Radar Trends to Watch - January 2024

Published on: January 4, 2024

Time to read: 2 mins read

Post category: ☕

More large language models. Always more large language models. Will the new year be any different? But there is a difference in this month’s AI news: there’s an emphasis on tools that make it easy for users to use models. Whether it’s just tweaking a URL so you can ask questions of a paper on arXiv or using LLamafile to run a model on your laptop (make sure you have a lot of memory!) or using the Notebook Language Model to query your own documents, AI is becoming widely accessible—and not just a toy with a web interface.

Artificial Intelligence

Adding talk2 to the start of any arXiv URL (e.g., talk2arxiv.org) loads the paper into an AI chat application so you can talk to it. This is a very clever application of the RAG pattern.
Google’s Autonomous Vehicle startup, Waymo, has reported a total of three minor injuries to humans in over 7 million miles of driving. This is clearly not Tesla, not Uber, not Cruise.
Google’s DeepMind has used a large language model to solve a previously unsolved problem in mathematics. This is arguably the first time a language model has created information that didn’t previously exist.
The creator of llamafile has offered a set of one-line bash scripts for laptop-powered AI.
Microsoft has released a small language model named Phi-2. Phi-2 is a 2.7B parameter model that has been trained extensively on “textbook-quality data.” Without naming names, they claim performance superior to Llama 2.
Claude, Anthropic’s large language model, can be used in Google Sheets via a browser extension.
The Notebook Language Model is a RAG implementation designed for individuals. It is a Google notebook (similar to Colab or Jupyter) that allows you to upload documents and then ask questions about those documents.
The European Union is about to pass its AI Act, which will be the world’s most significant attempt to regulate artificial intelligence.
Mistral has released Mixtral 8x7B, a mixture-of-experts model in which the model first determines which of eight sets of 7 billion parameters will generate the best response to a prompt. The results compare well to Llama 2. Mistral 7B and Mixtral can be run with Llamafile.
Meta has announced Purple Llama, a project around trust and safety for large language models. They have released a set of benchmarks for evaluating model safety, along with a classifier for filtering unsafe input (prompts) and model output.
The Switch Kit is an open source software development kit that allows you to replace OpenAI with an open source language model easily.
Google has announced that its multimodal Gemini AI model is available to software developers via their AI Studio and Vertex AI.
Progressive upscaling is a technique for starting with a low-resolution image and using AI to increase the resolution. It reduces the computational power needed to generate high-resolution images. It has been implemented as a plug-in to Stable Diffusion called DemoFusion.
The internet enabled mass surveillance, but that still leaves you with exabytes of data to analyze. According to Bruce Schneier, AI’s ability to analyze and draw conclusions from that data enables “mass spying.”
A group of over 50 organizations, including Meta, IBM, and Hugging Face, has formed the AI Alliance to focus on the development of open source models.
DeepMind has built an AI system that demonstrates social learning: the ability to learn how to solve a problem by observing an expert.
Are neural networks the only way to build artificial intelligence? Hivekit is building tools for a distributed spatial rules engine that can provide the communications layer for hives, swarms, and colonies.

▶ Exercises to complete:
(A) Could you translate this sentence from the radar trends post into Spanish: "The European Union is about to pass its AI Act, which will be the world's most significant attempt to regulate artificial intelligence."
(B) Can you write out everything in the radar trends post from "Google’s Autonomous Vehicle" down to "didn’t previously exist."?

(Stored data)
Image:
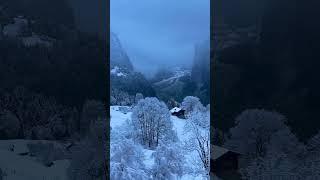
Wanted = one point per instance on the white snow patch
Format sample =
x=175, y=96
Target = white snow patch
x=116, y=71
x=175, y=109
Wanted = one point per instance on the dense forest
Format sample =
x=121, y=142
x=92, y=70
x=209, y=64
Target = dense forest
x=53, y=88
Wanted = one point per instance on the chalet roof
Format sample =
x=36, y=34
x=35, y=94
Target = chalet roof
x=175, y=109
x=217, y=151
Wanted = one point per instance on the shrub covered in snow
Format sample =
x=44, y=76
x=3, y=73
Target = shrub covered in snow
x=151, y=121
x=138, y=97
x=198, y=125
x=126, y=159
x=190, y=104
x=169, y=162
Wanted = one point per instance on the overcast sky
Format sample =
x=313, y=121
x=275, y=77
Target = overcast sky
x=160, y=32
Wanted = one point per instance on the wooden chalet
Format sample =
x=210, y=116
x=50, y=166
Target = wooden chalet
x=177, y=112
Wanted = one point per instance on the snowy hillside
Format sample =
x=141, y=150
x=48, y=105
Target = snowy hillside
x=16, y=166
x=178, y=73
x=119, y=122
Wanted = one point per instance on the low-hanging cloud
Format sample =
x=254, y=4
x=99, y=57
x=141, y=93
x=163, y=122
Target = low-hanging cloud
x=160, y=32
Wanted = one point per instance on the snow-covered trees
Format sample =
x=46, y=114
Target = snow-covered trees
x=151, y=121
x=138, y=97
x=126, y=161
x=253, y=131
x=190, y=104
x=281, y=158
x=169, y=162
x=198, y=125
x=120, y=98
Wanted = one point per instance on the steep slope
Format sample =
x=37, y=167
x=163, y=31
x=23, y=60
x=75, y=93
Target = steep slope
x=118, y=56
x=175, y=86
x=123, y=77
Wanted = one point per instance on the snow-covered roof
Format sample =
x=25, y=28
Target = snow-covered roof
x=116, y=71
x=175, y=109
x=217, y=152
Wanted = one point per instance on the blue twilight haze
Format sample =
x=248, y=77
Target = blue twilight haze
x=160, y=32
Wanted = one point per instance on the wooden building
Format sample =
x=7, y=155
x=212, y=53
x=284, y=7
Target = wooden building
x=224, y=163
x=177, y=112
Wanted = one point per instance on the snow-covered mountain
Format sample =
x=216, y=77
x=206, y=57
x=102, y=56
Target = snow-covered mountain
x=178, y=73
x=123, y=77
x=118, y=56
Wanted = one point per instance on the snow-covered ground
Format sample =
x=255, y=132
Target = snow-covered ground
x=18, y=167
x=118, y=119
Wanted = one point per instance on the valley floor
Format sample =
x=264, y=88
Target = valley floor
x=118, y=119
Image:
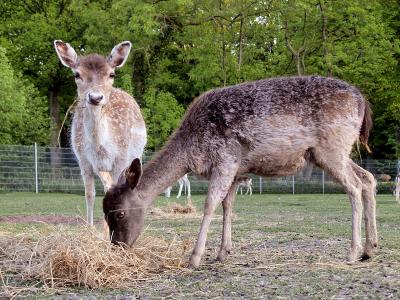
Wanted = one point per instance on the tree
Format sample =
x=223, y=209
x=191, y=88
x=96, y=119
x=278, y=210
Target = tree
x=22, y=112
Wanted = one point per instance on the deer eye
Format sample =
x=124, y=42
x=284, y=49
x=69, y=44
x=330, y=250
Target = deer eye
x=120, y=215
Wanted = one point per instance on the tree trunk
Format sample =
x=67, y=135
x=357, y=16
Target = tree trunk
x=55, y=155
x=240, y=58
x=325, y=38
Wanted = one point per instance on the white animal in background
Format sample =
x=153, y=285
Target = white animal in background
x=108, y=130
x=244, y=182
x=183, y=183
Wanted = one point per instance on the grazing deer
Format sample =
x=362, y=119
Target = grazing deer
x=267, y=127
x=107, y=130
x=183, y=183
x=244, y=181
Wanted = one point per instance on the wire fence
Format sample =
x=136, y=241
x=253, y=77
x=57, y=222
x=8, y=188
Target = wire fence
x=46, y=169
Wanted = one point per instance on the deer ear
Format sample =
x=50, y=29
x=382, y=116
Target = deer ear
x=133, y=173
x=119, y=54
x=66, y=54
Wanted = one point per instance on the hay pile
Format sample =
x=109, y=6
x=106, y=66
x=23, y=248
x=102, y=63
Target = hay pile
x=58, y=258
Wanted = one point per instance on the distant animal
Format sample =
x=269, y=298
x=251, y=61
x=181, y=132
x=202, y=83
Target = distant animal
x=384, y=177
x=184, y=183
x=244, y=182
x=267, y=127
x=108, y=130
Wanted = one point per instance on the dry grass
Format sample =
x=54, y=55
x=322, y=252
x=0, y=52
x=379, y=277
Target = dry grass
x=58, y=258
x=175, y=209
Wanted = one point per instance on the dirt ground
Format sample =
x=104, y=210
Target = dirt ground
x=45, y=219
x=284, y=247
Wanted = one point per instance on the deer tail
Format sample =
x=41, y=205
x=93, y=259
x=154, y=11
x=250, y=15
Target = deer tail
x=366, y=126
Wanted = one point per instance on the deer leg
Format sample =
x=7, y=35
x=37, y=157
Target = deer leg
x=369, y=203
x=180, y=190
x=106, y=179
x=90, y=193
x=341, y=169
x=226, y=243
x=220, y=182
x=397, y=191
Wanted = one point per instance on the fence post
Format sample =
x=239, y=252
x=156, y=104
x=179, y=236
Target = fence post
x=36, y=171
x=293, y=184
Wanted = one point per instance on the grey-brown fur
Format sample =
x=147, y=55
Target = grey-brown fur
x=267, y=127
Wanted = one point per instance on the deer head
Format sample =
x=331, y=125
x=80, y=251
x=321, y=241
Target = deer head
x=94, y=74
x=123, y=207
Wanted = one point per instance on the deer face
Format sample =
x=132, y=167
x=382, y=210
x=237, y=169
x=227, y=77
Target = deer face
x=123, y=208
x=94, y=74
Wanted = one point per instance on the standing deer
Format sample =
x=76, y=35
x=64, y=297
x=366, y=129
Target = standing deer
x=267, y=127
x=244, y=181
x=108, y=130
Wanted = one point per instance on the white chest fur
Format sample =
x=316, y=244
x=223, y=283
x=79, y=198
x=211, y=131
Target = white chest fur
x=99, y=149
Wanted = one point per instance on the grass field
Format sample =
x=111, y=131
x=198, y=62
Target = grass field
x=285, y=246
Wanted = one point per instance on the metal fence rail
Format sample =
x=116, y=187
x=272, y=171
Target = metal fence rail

* * *

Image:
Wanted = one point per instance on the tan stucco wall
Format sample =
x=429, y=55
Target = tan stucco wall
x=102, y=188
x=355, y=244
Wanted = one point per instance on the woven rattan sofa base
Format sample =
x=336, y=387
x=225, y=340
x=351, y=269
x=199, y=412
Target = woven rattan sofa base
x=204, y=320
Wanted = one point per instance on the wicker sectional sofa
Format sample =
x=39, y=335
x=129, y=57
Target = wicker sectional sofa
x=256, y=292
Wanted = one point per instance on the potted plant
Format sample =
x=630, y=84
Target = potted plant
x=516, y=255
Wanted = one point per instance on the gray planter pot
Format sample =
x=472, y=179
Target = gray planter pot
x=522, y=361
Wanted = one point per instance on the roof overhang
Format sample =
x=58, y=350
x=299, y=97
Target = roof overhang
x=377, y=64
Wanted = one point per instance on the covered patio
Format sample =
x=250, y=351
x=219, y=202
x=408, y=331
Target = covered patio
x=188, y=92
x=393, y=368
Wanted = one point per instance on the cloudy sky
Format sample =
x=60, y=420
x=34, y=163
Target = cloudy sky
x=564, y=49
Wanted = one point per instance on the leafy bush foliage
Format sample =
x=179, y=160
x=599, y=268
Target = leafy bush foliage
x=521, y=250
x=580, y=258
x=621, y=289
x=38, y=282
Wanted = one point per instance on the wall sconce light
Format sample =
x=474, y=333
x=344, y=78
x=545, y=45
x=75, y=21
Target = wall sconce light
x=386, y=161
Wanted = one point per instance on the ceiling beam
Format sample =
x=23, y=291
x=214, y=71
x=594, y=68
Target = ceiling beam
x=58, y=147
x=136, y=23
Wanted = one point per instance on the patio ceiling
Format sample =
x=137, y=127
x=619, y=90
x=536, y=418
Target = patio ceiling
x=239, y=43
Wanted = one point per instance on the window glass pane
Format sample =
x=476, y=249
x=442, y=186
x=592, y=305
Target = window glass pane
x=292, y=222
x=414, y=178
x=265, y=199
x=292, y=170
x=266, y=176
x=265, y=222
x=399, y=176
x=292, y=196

...

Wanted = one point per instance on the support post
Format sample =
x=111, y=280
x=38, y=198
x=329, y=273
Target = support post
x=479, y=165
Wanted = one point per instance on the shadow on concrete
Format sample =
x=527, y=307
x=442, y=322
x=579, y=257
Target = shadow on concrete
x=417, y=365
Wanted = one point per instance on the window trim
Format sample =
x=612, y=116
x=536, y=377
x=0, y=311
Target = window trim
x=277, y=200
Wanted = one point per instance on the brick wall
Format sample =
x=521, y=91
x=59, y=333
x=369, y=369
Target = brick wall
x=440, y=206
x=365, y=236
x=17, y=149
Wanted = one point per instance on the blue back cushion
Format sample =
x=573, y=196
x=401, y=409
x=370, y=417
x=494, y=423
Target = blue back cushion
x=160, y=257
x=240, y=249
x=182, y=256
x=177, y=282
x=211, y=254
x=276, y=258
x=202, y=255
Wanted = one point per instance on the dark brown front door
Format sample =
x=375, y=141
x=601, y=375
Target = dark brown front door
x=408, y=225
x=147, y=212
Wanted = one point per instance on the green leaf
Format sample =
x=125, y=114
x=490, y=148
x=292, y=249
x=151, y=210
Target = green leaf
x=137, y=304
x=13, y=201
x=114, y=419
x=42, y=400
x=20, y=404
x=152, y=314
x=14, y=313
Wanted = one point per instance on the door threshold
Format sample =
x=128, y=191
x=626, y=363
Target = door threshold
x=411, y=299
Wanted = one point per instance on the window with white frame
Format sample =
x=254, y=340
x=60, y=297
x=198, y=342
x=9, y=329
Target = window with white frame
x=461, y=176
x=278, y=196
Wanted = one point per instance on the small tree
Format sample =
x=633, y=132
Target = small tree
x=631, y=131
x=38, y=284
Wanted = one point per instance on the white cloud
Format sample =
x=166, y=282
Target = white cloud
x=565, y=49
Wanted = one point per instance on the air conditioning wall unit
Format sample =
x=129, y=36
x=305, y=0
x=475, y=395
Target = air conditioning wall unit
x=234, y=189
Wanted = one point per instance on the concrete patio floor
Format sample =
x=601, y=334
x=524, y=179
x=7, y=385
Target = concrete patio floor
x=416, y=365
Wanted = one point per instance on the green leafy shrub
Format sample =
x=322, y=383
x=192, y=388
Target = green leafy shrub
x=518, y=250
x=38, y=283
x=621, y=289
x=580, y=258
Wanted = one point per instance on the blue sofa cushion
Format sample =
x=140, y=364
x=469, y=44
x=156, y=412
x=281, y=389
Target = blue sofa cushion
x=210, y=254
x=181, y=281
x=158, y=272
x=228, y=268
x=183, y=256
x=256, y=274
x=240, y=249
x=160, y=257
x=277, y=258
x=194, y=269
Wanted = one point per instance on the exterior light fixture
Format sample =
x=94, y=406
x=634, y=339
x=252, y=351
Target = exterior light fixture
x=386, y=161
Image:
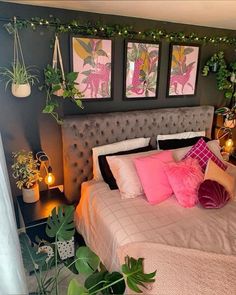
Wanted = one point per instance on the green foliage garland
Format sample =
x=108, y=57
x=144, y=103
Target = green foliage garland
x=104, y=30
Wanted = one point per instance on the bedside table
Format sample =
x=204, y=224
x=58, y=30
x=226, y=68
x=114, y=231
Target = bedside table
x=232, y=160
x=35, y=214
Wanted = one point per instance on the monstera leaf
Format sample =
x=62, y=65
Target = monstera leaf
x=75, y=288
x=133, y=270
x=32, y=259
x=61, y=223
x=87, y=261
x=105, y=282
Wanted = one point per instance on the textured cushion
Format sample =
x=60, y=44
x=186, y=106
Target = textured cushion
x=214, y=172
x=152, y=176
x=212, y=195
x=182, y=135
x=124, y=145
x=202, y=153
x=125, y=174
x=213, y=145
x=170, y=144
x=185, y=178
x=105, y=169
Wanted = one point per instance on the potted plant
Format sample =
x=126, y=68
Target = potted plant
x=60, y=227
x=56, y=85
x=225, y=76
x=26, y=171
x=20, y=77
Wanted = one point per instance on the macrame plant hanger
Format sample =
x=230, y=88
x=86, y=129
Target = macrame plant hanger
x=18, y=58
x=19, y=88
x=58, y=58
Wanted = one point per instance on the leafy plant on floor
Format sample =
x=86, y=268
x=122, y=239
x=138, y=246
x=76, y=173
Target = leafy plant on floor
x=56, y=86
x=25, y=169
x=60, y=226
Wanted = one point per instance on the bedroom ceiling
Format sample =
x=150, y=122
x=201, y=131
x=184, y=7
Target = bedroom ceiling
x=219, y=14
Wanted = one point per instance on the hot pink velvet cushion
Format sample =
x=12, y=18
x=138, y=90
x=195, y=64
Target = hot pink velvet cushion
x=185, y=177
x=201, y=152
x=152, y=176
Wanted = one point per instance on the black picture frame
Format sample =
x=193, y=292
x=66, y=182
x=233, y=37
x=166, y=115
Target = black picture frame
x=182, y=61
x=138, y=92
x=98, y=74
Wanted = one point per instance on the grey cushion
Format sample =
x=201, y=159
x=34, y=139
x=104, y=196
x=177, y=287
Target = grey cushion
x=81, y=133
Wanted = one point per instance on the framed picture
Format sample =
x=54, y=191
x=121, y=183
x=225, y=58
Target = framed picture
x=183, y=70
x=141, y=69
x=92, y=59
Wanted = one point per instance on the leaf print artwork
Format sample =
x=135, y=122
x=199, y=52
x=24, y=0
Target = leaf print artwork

▶ Responses to the exercise:
(A) La Unión Europea está a punto de aprobar su Ley de IA, que será el intento más significativo del mundo de regular la inteligencia artificial.

(B)
Google’s Autonomous Vehicle startup, Waymo, has reported a total of three minor injuries to humans in over 7 million miles of driving. This is clearly not Tesla, not Uber, not Cruise.
Google’s DeepMind has used a large language model to solve a previously unsolved problem in mathematics. This is arguably the first time a language model has created information that didn’t previously exist.